Work item
Copy the rows word for word, from the very beginning up to and including the line containing "box: [595, 298, 969, 1165]".

(Data drawn from a collection)

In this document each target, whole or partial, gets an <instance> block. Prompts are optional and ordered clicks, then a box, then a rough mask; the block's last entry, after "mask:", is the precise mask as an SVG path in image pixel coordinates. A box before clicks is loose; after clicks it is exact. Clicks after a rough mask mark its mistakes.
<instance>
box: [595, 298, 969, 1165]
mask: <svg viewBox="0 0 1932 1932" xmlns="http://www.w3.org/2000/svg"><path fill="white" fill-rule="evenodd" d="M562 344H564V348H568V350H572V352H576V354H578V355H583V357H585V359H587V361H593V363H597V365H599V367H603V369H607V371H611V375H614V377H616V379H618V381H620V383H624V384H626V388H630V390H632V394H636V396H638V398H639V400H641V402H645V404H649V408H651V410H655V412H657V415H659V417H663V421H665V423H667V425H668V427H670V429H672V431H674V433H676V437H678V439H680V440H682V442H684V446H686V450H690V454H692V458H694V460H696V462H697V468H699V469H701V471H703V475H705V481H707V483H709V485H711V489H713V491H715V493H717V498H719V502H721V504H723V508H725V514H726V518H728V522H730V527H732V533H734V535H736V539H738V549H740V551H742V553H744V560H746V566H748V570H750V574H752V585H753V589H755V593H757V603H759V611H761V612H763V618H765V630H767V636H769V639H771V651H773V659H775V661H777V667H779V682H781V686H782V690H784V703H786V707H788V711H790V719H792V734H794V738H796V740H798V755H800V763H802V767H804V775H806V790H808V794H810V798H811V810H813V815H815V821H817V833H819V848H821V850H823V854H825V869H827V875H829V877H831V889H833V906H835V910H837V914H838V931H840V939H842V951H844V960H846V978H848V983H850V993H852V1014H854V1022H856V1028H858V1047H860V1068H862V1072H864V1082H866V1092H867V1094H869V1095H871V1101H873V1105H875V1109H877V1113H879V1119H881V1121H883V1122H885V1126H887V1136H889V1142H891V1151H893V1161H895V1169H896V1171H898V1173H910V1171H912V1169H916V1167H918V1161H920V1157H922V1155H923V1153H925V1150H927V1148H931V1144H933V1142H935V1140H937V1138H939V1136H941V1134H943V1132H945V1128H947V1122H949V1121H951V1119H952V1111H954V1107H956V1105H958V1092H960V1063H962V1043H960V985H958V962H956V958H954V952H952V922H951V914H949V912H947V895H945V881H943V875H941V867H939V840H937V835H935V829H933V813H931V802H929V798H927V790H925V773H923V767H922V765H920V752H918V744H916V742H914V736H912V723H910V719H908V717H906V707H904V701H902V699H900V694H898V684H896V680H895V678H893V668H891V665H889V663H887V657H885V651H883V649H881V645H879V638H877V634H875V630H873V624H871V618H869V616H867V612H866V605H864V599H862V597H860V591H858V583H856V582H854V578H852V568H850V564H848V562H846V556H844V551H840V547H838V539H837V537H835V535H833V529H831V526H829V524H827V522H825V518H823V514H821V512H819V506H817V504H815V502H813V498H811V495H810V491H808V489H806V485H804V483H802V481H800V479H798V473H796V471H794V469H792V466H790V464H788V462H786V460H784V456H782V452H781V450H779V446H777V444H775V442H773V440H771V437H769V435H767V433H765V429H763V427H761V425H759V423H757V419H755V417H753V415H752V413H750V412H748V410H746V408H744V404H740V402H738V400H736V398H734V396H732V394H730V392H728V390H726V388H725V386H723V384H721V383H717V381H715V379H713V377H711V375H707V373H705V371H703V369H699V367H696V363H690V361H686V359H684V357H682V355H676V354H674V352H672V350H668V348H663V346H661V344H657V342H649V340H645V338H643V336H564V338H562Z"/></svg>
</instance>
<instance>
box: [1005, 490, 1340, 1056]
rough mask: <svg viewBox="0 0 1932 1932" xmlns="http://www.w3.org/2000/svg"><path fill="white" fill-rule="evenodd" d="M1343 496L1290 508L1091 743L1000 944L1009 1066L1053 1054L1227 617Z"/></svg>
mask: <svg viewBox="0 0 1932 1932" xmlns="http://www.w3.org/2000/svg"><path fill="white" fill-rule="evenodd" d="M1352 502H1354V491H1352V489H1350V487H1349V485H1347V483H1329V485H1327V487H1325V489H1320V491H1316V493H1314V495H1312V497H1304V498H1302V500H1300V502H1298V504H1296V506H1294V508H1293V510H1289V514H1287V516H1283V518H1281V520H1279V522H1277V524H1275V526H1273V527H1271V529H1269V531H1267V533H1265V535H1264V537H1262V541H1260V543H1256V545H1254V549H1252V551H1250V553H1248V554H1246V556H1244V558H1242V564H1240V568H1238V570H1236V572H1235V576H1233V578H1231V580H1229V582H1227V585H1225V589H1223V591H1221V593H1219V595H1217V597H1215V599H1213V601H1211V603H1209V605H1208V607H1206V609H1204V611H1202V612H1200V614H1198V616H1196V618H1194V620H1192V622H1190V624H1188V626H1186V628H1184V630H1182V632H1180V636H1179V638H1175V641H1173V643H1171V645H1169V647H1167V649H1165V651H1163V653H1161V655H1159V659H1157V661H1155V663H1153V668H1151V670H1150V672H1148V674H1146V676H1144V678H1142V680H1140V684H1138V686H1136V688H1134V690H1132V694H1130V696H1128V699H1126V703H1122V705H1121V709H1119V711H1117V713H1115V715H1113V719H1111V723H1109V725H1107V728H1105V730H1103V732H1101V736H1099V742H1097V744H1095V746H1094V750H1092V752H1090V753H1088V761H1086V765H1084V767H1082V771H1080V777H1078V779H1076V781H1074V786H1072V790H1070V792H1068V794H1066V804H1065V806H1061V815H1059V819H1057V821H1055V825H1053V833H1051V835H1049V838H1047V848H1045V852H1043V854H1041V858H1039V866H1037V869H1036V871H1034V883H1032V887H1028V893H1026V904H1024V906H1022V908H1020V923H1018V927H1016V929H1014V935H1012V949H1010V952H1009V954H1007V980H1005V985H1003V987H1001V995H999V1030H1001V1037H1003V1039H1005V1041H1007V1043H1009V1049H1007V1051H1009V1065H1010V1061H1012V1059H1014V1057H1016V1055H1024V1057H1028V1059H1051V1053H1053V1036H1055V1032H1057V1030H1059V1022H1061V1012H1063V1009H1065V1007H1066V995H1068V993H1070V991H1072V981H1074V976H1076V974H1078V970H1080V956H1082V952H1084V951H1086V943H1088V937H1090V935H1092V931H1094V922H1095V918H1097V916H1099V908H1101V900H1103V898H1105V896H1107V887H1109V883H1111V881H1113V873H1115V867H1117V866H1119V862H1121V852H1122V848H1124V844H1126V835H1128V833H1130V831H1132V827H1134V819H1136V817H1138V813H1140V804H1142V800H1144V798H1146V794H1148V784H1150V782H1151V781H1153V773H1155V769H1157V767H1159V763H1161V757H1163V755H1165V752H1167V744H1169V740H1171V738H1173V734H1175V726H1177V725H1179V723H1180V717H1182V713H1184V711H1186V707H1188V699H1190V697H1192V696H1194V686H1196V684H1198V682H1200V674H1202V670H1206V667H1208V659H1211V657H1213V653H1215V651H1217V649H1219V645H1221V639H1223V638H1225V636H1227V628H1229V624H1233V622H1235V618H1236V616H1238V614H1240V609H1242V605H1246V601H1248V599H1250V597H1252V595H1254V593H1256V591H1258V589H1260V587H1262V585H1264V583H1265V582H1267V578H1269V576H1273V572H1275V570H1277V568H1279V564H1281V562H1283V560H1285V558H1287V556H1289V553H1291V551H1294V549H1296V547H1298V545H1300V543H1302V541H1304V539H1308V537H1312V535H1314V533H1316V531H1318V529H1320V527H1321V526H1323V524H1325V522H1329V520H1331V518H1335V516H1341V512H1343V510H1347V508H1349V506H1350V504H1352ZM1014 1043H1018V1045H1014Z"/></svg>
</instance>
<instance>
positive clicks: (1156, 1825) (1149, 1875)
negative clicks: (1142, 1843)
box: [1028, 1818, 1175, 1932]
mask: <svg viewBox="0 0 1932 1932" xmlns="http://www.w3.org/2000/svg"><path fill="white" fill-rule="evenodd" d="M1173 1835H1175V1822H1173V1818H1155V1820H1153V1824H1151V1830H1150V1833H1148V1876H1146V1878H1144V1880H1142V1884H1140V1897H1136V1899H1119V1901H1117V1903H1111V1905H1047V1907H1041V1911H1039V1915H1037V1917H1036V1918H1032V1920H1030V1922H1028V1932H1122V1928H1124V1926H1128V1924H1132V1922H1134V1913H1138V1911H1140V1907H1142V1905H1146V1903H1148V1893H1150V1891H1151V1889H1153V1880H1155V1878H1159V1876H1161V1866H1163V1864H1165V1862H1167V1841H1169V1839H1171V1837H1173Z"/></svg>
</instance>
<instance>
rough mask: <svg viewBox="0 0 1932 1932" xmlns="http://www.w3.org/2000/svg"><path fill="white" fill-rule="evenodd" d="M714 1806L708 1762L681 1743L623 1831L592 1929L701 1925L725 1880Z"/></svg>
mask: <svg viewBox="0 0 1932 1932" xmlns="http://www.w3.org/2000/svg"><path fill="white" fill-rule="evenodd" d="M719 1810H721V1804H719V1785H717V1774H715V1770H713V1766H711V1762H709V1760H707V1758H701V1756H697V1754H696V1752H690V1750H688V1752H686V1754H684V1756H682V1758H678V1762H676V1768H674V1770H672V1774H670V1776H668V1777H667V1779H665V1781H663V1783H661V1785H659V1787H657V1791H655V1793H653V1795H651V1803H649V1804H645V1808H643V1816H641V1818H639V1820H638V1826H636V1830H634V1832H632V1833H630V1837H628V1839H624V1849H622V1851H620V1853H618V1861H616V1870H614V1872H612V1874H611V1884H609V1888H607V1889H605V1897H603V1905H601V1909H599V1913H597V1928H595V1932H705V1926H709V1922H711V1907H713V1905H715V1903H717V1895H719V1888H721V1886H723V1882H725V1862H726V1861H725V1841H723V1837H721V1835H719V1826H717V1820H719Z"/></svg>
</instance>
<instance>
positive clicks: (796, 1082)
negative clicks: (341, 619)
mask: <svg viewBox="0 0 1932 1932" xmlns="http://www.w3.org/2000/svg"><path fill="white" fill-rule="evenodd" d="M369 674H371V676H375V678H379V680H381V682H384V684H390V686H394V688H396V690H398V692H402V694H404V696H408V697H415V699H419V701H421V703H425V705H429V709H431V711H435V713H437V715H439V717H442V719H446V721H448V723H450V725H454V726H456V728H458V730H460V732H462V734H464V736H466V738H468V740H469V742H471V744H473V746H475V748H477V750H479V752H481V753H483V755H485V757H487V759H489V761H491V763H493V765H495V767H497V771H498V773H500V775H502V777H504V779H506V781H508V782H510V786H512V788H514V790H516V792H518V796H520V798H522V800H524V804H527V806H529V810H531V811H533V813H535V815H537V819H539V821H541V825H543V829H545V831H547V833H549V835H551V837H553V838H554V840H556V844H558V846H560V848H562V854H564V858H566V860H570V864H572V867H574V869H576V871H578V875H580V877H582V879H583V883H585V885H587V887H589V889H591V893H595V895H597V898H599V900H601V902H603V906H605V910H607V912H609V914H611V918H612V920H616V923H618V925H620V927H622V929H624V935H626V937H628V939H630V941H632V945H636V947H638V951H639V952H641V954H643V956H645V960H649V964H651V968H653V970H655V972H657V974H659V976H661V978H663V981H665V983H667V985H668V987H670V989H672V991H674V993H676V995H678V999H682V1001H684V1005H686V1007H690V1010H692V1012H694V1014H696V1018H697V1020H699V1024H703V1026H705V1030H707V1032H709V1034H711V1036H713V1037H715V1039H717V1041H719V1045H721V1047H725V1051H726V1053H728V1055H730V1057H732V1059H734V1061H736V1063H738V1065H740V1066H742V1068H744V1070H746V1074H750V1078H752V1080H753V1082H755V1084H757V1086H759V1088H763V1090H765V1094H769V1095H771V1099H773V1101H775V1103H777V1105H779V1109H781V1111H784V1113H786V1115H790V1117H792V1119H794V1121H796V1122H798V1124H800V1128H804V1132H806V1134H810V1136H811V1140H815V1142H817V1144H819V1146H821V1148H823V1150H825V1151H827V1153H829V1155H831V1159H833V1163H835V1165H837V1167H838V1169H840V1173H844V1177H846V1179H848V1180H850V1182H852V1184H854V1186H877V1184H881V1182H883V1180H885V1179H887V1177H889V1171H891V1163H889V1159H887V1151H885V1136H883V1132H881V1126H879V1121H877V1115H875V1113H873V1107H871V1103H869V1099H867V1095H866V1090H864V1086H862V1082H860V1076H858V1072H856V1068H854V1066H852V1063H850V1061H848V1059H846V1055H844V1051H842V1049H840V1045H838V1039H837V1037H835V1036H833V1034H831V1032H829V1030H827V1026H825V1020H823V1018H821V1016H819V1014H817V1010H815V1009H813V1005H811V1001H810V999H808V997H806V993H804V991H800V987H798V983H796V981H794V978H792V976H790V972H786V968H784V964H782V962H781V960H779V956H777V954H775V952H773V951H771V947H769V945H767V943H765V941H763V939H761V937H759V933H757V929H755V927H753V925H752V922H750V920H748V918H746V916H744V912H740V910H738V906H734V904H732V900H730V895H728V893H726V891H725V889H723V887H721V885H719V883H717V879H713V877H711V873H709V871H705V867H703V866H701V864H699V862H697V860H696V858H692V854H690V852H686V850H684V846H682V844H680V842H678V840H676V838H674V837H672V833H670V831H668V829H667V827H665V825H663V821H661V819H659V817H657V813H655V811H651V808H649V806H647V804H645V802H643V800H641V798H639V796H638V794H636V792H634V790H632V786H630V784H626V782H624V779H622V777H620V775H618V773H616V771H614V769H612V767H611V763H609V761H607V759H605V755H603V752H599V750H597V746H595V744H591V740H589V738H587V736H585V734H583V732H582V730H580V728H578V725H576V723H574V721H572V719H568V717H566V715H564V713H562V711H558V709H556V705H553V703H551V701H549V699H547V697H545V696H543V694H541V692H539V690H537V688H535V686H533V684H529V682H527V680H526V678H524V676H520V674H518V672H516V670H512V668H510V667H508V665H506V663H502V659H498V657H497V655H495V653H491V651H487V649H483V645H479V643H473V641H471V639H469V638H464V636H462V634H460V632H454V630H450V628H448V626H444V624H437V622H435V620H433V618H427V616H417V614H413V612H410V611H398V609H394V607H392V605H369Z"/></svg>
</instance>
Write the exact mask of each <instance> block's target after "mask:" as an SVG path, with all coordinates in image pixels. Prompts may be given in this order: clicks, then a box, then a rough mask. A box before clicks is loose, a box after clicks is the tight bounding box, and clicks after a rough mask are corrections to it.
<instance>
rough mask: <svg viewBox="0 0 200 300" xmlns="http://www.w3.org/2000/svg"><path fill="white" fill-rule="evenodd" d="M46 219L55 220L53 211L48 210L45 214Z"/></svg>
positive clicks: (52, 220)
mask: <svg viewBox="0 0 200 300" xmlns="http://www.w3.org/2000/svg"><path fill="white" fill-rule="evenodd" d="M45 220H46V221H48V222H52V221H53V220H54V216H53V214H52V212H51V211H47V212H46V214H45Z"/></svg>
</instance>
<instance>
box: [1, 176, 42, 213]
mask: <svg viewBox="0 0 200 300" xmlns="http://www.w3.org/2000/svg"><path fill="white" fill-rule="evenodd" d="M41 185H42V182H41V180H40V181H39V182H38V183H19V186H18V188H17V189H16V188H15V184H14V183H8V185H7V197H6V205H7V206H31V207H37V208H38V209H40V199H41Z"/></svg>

Output of the exercise
In this document each target, whole or partial, gets an <instance> block. Prompts are optional and ordered clicks, then a box, then a rough mask; the block's last entry, after "mask:", is the precise mask as an SVG path in image pixel coordinates. A box before clicks is loose; after clicks it is exact. Clicks after a rough mask mark its mistakes.
<instance>
box: [595, 298, 969, 1165]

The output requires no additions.